Trecho do documento
------------------------
Introdução
A cidade-jardim caracteriza-se como uma zona residencial que busca através de regulamentos definidos e grandes áreas verdes uma opção de qualidade de vida. Seu pensador Ebenezer Howard foi o difusor desse tipo de urbanismo calibrando o pensamento dos socialistas utópicos e trazendo mais próximo da realidade um modelo de desenho urbano.
Creio que para época foi um plano ousado e muito interessante como modelo de moradia e organização, mas considerado ultrapassado pelos modernistas, muitos preferiram a verticalização.
Comparando com os nossos bairros, o modelo da cidade-jardim, aqui em São Paulo , eu acho interessante esse formato urbano, já que as ruas são limpas, seus traçados são levemente sinuosos com belas casas. Penso que o modelo de “cidade” é muito complexo, e bairros-jardins teriam mais êxito. Comparo com os grandes loteamentos e condomínios com generosas áreas verdes e de proteção ambiental, ainda que seus fechamentos as tornem lugares segregados.
Esse modelo de ajardinamento, paisagístico e de desenho urbano poderia ser melhor utilizado, ainda que em menor escala em projetos para novos bairros e revitalização de bairros existentes, como embelezamento, circulação no desenho urbano da cidade. Isso traria muitos campos de trabalho para profissionais e valorizaria e regulamentaria muitos lotes e bairros existentes.
A Cidade-Jardim
A Cidade-Jardim consiste em uma zona residencial planejada para uma vida saudável, com amplas áreas verdes (idealizada pelo inglês Ebenezer Howard).
------------------------
Material fornecido
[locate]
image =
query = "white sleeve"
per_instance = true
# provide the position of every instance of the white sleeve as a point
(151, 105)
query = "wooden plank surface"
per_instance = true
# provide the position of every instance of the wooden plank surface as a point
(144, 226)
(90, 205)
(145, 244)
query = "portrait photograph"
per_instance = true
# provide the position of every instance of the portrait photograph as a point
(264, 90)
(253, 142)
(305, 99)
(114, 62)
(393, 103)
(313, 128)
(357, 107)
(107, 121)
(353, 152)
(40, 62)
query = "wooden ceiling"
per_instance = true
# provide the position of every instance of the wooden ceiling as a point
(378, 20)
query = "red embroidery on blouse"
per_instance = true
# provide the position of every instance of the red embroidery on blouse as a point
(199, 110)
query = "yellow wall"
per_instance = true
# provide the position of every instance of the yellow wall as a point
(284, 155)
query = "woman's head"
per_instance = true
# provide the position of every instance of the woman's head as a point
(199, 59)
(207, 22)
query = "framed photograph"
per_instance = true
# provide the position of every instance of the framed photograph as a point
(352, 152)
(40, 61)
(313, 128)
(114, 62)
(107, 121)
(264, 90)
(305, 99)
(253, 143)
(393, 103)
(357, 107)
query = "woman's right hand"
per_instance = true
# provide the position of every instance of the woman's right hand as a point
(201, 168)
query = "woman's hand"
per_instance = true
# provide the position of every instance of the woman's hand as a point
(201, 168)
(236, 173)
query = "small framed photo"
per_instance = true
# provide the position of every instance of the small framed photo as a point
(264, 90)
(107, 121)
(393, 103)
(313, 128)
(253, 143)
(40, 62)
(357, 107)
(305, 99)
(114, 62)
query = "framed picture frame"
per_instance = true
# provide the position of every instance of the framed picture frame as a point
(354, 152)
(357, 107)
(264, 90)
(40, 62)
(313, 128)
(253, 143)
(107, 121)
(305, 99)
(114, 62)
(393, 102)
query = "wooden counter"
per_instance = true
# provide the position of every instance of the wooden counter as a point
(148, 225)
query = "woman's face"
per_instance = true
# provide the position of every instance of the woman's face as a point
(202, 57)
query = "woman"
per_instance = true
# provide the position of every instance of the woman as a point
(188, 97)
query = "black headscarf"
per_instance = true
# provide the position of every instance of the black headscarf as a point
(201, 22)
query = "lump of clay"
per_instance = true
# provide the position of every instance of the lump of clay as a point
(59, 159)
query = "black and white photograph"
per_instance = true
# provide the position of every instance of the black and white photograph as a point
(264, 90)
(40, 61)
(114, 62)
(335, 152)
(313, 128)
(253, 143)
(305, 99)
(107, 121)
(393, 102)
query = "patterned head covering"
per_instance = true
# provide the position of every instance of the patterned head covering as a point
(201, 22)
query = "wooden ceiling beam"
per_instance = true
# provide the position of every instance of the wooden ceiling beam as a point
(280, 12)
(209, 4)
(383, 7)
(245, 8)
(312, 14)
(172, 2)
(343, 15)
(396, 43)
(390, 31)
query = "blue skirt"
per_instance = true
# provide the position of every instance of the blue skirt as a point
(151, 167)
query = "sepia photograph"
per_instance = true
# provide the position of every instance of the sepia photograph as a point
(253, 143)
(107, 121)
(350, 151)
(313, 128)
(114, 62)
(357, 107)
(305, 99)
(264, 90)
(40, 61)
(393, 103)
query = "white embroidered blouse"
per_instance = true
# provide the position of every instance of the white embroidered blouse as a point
------------------------
Objetivo da tarefa
Reescreva de forma mais concisa o parágrafo do trecho sobre a cidade-jardim iniciado por “A cidade-jardim caracteriza-se”, preservando suas informações principais. As linhas constituem um material à parte, independente do trecho do documento.

Resposta
A cidade-jardim é uma zona residencial que busca qualidade de vida por meio de regulamentos definidos e grandes áreas verdes. Ebenezer Howard difundiu esse urbanismo, ajustando as ideias dos socialistas utópicos e aproximando da realidade um modelo de desenho urbano.